>>

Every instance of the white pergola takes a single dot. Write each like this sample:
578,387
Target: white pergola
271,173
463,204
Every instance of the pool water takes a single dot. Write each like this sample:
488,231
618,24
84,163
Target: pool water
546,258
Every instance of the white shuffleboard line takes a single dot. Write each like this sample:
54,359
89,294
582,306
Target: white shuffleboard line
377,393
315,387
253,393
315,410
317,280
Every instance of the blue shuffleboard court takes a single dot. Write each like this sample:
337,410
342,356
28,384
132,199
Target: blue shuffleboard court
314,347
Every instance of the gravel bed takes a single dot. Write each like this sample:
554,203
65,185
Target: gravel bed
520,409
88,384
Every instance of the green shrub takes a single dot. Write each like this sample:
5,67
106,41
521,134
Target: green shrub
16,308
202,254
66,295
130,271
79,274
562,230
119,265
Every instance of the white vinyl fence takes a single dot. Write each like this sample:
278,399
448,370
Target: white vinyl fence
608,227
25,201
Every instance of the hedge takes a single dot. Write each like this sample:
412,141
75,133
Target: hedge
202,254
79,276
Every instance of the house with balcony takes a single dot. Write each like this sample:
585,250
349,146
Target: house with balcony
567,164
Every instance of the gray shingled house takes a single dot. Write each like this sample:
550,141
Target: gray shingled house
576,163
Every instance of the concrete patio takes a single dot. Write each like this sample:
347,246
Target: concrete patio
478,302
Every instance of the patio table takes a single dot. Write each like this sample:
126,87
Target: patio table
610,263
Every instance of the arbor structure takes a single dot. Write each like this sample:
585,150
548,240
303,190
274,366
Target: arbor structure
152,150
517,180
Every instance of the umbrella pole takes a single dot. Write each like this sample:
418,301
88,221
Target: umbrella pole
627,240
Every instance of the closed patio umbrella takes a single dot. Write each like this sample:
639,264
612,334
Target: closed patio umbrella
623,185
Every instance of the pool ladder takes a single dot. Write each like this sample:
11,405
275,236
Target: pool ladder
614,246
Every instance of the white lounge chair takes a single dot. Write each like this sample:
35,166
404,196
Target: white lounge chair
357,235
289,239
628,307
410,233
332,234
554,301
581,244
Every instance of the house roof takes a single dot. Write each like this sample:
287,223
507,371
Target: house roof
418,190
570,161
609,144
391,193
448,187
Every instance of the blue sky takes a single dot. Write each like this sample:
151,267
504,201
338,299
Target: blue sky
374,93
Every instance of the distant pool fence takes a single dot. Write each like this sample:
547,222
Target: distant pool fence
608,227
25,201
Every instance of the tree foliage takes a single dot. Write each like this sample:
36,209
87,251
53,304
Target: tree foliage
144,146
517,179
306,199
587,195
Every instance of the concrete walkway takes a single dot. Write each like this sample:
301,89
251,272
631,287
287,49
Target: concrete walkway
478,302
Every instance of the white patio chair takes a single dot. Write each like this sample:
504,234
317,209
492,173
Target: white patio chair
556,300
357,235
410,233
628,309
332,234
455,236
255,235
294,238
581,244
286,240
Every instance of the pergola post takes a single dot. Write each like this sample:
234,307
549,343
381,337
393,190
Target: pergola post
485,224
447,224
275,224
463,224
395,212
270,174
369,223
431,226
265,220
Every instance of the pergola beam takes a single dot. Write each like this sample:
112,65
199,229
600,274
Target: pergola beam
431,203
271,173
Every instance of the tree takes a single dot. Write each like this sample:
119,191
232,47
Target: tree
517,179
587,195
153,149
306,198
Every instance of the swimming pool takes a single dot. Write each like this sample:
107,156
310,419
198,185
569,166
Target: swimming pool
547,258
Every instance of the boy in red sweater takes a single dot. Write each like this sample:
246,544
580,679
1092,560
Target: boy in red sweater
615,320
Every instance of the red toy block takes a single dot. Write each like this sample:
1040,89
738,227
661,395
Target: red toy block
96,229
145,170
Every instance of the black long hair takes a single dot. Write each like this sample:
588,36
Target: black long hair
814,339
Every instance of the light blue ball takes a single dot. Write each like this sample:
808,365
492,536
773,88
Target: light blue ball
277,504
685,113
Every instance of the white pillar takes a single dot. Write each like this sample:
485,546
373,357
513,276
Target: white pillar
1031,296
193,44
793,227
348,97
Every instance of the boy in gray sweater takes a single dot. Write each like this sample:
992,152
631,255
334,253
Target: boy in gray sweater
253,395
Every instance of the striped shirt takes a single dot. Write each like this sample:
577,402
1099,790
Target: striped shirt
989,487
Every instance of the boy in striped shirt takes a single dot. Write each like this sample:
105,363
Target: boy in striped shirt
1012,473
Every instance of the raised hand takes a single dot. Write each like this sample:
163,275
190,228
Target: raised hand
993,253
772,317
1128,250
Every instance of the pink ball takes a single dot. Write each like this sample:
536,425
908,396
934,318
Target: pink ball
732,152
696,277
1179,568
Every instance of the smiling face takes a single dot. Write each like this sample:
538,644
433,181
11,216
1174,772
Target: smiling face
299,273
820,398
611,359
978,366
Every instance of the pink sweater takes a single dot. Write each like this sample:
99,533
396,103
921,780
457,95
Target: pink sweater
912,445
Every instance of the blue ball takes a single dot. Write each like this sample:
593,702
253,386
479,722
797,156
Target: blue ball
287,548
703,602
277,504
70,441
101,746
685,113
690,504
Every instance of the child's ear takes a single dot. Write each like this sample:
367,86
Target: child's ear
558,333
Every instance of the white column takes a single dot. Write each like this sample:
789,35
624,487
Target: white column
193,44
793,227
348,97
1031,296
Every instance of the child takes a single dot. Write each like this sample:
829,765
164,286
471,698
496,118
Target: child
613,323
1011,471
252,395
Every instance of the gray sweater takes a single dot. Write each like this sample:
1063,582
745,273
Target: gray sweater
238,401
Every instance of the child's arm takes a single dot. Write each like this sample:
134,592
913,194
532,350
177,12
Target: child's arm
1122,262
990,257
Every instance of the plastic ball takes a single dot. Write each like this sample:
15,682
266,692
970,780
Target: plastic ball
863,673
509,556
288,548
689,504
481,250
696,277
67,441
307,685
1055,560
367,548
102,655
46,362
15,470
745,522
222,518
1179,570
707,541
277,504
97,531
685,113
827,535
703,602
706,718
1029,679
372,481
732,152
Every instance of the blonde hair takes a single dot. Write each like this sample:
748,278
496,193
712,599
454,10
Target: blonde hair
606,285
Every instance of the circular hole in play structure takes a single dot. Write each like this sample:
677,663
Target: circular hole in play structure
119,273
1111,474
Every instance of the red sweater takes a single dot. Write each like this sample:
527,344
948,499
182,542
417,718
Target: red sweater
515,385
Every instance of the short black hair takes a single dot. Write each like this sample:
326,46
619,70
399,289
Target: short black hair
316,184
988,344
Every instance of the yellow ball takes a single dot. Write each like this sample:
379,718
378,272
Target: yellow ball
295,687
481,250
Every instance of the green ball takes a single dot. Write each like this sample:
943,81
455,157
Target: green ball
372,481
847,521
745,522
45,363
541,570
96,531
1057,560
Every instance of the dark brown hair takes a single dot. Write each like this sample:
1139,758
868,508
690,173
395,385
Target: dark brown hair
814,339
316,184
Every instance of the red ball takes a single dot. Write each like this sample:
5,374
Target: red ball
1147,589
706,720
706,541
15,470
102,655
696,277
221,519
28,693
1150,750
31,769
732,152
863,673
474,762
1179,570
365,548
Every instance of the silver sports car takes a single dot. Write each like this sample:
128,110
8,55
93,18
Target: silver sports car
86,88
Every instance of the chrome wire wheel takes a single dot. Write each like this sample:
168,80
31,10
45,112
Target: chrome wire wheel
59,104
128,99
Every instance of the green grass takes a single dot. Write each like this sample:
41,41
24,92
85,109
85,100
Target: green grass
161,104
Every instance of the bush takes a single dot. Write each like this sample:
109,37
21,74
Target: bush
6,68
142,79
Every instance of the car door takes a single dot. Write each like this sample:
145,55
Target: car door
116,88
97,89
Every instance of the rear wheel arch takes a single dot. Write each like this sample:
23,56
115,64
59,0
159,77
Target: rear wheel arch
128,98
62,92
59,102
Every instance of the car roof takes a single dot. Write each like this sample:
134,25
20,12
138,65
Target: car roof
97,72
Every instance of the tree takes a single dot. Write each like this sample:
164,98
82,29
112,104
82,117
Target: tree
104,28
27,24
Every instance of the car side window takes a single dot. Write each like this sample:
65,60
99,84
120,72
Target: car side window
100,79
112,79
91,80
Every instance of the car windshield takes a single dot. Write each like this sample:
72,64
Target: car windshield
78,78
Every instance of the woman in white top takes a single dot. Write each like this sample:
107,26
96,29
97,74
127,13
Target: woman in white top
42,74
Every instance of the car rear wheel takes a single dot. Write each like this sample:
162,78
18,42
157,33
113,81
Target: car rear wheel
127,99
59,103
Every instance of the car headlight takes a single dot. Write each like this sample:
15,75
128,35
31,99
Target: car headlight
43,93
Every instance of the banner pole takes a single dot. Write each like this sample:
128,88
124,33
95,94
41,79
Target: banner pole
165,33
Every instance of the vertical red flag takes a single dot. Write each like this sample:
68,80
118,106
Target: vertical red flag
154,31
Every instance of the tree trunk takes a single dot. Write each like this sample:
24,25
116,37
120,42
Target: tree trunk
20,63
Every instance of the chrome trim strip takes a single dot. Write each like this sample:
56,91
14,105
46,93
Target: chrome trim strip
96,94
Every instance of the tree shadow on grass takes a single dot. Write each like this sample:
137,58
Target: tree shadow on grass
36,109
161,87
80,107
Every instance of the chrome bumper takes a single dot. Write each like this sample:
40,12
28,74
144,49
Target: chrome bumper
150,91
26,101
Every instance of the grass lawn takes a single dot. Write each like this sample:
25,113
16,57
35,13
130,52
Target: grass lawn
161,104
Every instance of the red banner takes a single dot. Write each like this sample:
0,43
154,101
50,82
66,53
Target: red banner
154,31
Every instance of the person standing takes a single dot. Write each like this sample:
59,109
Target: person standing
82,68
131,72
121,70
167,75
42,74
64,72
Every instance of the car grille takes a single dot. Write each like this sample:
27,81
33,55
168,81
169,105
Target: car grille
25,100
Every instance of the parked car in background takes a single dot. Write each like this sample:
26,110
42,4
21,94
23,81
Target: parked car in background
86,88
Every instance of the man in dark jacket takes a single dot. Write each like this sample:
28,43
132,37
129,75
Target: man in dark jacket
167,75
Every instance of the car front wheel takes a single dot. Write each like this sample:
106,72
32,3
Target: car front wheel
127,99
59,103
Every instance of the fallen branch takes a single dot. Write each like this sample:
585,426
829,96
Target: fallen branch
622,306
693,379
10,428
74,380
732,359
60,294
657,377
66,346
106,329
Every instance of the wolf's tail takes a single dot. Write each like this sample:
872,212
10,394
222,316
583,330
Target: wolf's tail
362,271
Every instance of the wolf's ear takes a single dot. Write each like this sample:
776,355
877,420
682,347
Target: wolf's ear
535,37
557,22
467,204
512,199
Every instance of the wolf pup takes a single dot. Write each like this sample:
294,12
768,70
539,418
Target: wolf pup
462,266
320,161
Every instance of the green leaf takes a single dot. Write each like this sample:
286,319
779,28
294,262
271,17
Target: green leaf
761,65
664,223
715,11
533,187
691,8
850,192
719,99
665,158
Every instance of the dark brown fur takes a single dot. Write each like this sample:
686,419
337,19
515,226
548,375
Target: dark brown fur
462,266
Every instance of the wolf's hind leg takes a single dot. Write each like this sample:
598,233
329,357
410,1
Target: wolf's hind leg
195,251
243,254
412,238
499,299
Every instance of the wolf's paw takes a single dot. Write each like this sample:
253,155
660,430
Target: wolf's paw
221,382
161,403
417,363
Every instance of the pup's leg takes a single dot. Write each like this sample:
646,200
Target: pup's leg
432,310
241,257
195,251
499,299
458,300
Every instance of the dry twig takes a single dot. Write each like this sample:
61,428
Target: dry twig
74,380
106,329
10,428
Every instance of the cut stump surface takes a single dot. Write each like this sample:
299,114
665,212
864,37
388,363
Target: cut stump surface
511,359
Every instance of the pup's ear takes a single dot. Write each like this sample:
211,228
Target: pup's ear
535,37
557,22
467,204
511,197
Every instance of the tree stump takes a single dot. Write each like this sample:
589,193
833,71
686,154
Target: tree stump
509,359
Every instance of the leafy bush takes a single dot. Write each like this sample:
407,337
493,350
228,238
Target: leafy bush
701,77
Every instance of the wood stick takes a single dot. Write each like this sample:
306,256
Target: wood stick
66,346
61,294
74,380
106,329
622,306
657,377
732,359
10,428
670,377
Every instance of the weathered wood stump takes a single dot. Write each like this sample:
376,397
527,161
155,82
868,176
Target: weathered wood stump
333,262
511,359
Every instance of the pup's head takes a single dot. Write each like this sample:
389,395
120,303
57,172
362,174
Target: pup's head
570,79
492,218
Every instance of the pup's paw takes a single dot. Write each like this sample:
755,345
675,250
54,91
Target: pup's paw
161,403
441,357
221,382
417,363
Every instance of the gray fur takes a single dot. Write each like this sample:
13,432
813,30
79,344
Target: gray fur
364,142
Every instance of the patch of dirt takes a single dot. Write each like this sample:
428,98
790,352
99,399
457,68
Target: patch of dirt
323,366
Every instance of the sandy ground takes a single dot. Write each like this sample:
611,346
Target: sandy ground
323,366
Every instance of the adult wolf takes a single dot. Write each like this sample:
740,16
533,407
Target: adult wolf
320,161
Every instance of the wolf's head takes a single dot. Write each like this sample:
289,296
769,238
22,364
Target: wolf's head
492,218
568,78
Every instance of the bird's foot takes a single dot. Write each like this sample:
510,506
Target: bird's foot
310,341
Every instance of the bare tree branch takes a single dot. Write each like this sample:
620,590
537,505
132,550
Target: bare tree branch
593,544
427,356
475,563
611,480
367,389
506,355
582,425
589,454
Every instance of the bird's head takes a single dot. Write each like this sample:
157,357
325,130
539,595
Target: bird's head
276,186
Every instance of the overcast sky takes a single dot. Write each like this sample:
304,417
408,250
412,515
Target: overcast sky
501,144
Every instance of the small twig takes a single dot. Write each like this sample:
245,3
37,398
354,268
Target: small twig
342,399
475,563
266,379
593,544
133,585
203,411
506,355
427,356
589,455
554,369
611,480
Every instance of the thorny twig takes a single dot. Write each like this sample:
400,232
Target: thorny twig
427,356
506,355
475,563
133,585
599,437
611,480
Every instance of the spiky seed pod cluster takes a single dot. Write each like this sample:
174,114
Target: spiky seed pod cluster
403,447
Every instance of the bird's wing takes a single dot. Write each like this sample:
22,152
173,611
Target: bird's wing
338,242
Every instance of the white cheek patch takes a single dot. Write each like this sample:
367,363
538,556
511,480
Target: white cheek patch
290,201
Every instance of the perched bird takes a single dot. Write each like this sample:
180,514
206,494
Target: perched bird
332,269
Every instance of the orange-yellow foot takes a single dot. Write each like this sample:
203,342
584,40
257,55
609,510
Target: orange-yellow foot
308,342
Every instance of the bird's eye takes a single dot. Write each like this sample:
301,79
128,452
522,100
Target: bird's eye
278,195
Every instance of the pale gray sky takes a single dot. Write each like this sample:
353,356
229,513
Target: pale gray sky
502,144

<<

Aim: Print exactly the lines from the one with "Every instance of the bird's foot" through the end of the data, inclusive.

Solution:
Every instance of the bird's foot takes a single dot. Write each like this sample:
510,506
Target: bird's foot
310,341
Every instance of the bare tree branch takes a single dot. Write each like this sample:
620,590
537,505
132,550
Target: bare tree branch
593,544
427,356
475,563
611,480
367,389
506,355
582,425
589,454
Every instance of the bird's head takes a single dot. Write each like this sample:
157,357
325,130
539,595
Target: bird's head
276,186
Every instance of the overcast sky takes a single dot. Write each like this sample:
304,417
408,250
412,515
Target: overcast sky
501,144
Every instance of the small twig takes a single dot. Write each like this sample:
245,3
37,398
354,268
Target: small twig
342,399
475,563
266,379
593,544
133,585
203,411
506,355
427,356
589,455
554,369
611,480
Every instance of the thorny twig takes a single dot. Write each like this sample:
400,232
Target: thorny twig
427,356
506,355
475,563
133,585
599,437
611,480
Every instance of the spiky seed pod cluster takes a single dot. Write each like this sample:
174,114
Target: spiky seed pod cluster
403,447
Every instance of the bird's wing takes a single dot. Write each like this sample:
22,152
173,611
Target: bird's wing
338,242
Every instance of the white cheek patch takes a single dot. Write each like this sample:
367,363
538,556
511,480
Target: white cheek patch
290,201
Every instance of the perched bird takes a single dot. Write each like this sample:
180,514
206,494
Target: perched bird
332,269
Every instance of the orange-yellow foot takes a single dot. Write each like this sample:
203,342
584,40
257,55
609,510
Target: orange-yellow foot
308,342
Every instance of the bird's eye takes a single dot. Write each like this sample:
301,79
128,452
522,100
Target: bird's eye
278,195
Every instance of the pale gray sky takes a single dot. Write each like this sample:
353,356
229,513
Target: pale gray sky
502,144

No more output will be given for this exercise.